WHAT IS REQUIRED:
Reproduce each of the entries below word for word, leaving every line unchanged.

SUPPLIED RECORDS:
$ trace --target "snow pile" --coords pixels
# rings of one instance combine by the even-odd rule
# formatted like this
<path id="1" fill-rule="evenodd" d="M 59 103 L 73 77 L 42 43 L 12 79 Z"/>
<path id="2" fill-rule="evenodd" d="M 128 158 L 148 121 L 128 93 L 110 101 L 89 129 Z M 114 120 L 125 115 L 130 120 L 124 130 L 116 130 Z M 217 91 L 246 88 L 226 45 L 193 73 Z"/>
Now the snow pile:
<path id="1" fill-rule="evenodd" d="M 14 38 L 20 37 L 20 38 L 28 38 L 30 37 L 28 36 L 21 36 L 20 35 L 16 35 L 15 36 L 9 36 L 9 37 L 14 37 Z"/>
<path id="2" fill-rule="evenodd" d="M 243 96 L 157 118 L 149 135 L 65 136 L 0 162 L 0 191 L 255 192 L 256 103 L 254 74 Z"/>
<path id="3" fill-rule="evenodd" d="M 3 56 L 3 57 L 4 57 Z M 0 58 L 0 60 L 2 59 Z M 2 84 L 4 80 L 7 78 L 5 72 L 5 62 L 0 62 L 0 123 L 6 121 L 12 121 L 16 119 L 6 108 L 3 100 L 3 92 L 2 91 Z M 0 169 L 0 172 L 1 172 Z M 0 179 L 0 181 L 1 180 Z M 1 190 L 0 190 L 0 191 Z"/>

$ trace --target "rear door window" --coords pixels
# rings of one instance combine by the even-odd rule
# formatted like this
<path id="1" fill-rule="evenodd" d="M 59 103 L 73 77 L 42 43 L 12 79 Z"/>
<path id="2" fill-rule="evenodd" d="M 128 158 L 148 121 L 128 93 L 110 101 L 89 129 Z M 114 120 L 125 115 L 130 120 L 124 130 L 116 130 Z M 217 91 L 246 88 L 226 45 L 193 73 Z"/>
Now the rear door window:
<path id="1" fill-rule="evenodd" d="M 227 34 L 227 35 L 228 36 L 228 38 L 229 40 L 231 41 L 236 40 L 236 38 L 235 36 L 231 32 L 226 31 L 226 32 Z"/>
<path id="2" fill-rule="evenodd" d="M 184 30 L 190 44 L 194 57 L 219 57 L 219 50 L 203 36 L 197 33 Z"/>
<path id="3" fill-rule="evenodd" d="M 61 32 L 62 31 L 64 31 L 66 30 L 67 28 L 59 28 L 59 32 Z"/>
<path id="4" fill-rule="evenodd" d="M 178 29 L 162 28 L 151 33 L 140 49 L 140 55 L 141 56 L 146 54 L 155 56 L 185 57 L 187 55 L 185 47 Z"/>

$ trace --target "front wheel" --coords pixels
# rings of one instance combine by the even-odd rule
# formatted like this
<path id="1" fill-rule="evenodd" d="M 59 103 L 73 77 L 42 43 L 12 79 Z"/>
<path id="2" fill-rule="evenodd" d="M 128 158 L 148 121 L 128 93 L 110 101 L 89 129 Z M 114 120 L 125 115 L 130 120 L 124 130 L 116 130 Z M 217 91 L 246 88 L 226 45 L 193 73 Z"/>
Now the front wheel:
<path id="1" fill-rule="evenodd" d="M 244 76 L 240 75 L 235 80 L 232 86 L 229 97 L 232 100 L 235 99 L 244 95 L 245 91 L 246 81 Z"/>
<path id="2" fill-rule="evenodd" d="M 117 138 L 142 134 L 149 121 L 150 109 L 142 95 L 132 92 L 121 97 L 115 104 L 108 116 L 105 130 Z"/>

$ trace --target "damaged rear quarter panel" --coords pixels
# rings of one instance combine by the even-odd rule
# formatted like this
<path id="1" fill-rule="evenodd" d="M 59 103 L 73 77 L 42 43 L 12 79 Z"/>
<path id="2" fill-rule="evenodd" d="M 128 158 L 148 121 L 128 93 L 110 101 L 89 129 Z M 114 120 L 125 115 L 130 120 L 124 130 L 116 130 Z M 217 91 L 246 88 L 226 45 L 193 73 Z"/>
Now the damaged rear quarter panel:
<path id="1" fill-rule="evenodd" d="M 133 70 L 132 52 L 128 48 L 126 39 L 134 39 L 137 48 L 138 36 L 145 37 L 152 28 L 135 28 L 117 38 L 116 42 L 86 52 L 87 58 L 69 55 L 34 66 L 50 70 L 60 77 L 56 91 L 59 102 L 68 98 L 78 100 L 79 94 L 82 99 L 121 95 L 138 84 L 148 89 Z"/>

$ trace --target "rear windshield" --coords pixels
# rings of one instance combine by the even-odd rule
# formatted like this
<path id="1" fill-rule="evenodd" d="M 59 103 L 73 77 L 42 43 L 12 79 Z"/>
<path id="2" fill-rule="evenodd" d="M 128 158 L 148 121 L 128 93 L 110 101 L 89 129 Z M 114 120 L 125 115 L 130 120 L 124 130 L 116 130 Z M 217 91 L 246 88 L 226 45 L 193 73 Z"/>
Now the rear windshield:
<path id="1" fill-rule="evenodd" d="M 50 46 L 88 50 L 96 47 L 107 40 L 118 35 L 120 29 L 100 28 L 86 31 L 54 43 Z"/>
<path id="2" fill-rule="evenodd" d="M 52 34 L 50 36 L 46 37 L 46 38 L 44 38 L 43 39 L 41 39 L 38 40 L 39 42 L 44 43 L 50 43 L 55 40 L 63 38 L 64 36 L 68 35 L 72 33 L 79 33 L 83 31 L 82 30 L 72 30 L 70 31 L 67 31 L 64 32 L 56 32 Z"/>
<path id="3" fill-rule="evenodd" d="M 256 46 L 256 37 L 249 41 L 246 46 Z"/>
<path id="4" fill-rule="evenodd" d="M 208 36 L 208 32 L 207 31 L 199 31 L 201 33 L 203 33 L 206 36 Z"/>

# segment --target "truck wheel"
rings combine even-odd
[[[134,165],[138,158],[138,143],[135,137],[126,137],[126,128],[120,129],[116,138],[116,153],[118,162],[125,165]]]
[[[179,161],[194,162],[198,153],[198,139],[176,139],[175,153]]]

WRITTEN SOLUTION:
$ trace --target "snow pile" --coords pixels
# rings of one instance combine by the even-odd rule
# formatted like this
<path id="1" fill-rule="evenodd" d="M 59 103 L 73 77 L 42 43 L 12 79 Z"/>
<path id="2" fill-rule="evenodd" d="M 128 158 L 148 121 L 128 93 L 110 101 L 89 129 Z M 114 120 L 125 115 L 130 120 L 124 130 L 116 130 Z M 217 91 L 246 88 L 226 45 L 193 73 Z"/>
Now the snow pile:
<path id="1" fill-rule="evenodd" d="M 14 38 L 20 37 L 20 38 L 28 38 L 30 37 L 28 36 L 21 36 L 20 35 L 16 35 L 15 36 L 9 36 L 9 37 L 14 37 Z"/>
<path id="2" fill-rule="evenodd" d="M 243 96 L 157 118 L 149 135 L 65 136 L 0 162 L 0 191 L 255 192 L 256 103 L 254 74 Z"/>
<path id="3" fill-rule="evenodd" d="M 3 56 L 3 57 L 4 57 Z M 0 58 L 0 60 L 2 59 Z M 2 84 L 4 80 L 7 78 L 5 72 L 5 62 L 0 62 L 0 123 L 6 121 L 12 121 L 16 119 L 6 108 L 3 100 L 3 92 L 2 91 Z M 0 169 L 0 172 L 1 172 Z M 0 179 L 0 181 L 1 180 Z M 1 190 L 0 190 L 0 191 Z"/>

$ trace --target "rear door window" --coords pixels
# rings of one instance combine by the even-odd rule
# formatted like this
<path id="1" fill-rule="evenodd" d="M 59 103 L 73 77 L 42 43 L 12 79 Z"/>
<path id="2" fill-rule="evenodd" d="M 128 158 L 148 121 L 128 93 L 110 101 L 89 129 Z M 114 120 L 125 115 L 130 120 L 124 130 L 116 130 Z M 217 91 L 246 88 L 226 45 L 193 73 Z"/>
Now the rear door window:
<path id="1" fill-rule="evenodd" d="M 227 34 L 227 35 L 228 36 L 228 38 L 229 40 L 231 41 L 236 40 L 236 38 L 235 36 L 231 32 L 226 31 L 226 32 Z"/>
<path id="2" fill-rule="evenodd" d="M 184 30 L 190 44 L 194 57 L 219 57 L 219 50 L 203 36 L 197 33 Z"/>
<path id="3" fill-rule="evenodd" d="M 61 32 L 62 31 L 64 31 L 66 30 L 67 28 L 59 28 L 59 32 Z"/>
<path id="4" fill-rule="evenodd" d="M 178 29 L 162 28 L 151 33 L 140 49 L 140 55 L 141 56 L 146 54 L 155 56 L 185 57 L 187 55 L 185 47 Z"/>

$ trace --target "front wheel" --coords pixels
# rings of one instance combine by the even-odd rule
# formatted like this
<path id="1" fill-rule="evenodd" d="M 59 103 L 73 77 L 42 43 L 12 79 Z"/>
<path id="2" fill-rule="evenodd" d="M 128 158 L 148 121 L 128 93 L 110 101 L 89 129 Z M 114 120 L 125 115 L 130 120 L 124 130 L 116 130 Z M 217 91 L 246 88 L 226 45 L 193 73 Z"/>
Now the front wheel:
<path id="1" fill-rule="evenodd" d="M 244 76 L 240 75 L 235 80 L 232 86 L 229 97 L 232 100 L 235 99 L 244 95 L 245 91 L 246 81 Z"/>
<path id="2" fill-rule="evenodd" d="M 117 138 L 142 134 L 149 121 L 150 109 L 142 95 L 132 92 L 121 97 L 115 104 L 108 116 L 105 130 Z"/>

$ trace --target "damaged rear quarter panel" --coords pixels
# rings of one instance combine by the even-odd rule
# formatted like this
<path id="1" fill-rule="evenodd" d="M 59 103 L 73 77 L 42 43 L 12 79 Z"/>
<path id="2" fill-rule="evenodd" d="M 128 158 L 148 121 L 128 93 L 110 101 L 89 129 Z M 114 120 L 125 115 L 130 120 L 124 130 L 116 130 Z M 217 91 L 246 88 L 226 45 L 193 73 Z"/>
Now the damaged rear quarter panel:
<path id="1" fill-rule="evenodd" d="M 133 70 L 132 52 L 128 48 L 126 39 L 134 39 L 137 48 L 138 36 L 145 37 L 152 28 L 135 28 L 117 38 L 116 42 L 86 52 L 87 58 L 69 55 L 34 66 L 50 70 L 60 77 L 56 91 L 59 102 L 68 98 L 78 100 L 79 94 L 82 99 L 121 95 L 138 84 L 148 89 Z"/>

$ trace --target "rear windshield" --coords pixels
# rings of one instance combine by the even-odd rule
# formatted like this
<path id="1" fill-rule="evenodd" d="M 59 103 L 73 77 L 42 43 L 12 79 Z"/>
<path id="2" fill-rule="evenodd" d="M 128 158 L 148 121 L 128 93 L 110 101 L 89 129 Z M 114 120 L 125 115 L 130 120 L 124 130 L 116 130 Z M 217 91 L 246 88 L 226 45 L 193 73 Z"/>
Now the rear windshield:
<path id="1" fill-rule="evenodd" d="M 50 46 L 88 50 L 96 47 L 107 40 L 118 35 L 120 29 L 100 28 L 86 31 L 54 43 Z"/>
<path id="2" fill-rule="evenodd" d="M 52 34 L 50 36 L 46 37 L 46 38 L 44 38 L 43 39 L 41 39 L 38 40 L 39 42 L 44 43 L 50 43 L 55 40 L 63 38 L 64 36 L 68 35 L 72 33 L 79 33 L 83 31 L 82 30 L 72 30 L 70 31 L 67 31 L 64 32 L 56 32 Z"/>
<path id="3" fill-rule="evenodd" d="M 256 46 L 256 37 L 249 41 L 246 46 Z"/>
<path id="4" fill-rule="evenodd" d="M 208 36 L 208 32 L 207 31 L 199 31 L 201 33 L 203 33 L 206 36 Z"/>

# segment --target "truck wheel"
rings combine even-odd
[[[134,165],[138,158],[138,143],[135,137],[126,137],[126,128],[120,129],[116,138],[116,153],[118,162],[125,165]]]
[[[179,161],[194,162],[198,153],[198,139],[176,139],[175,153]]]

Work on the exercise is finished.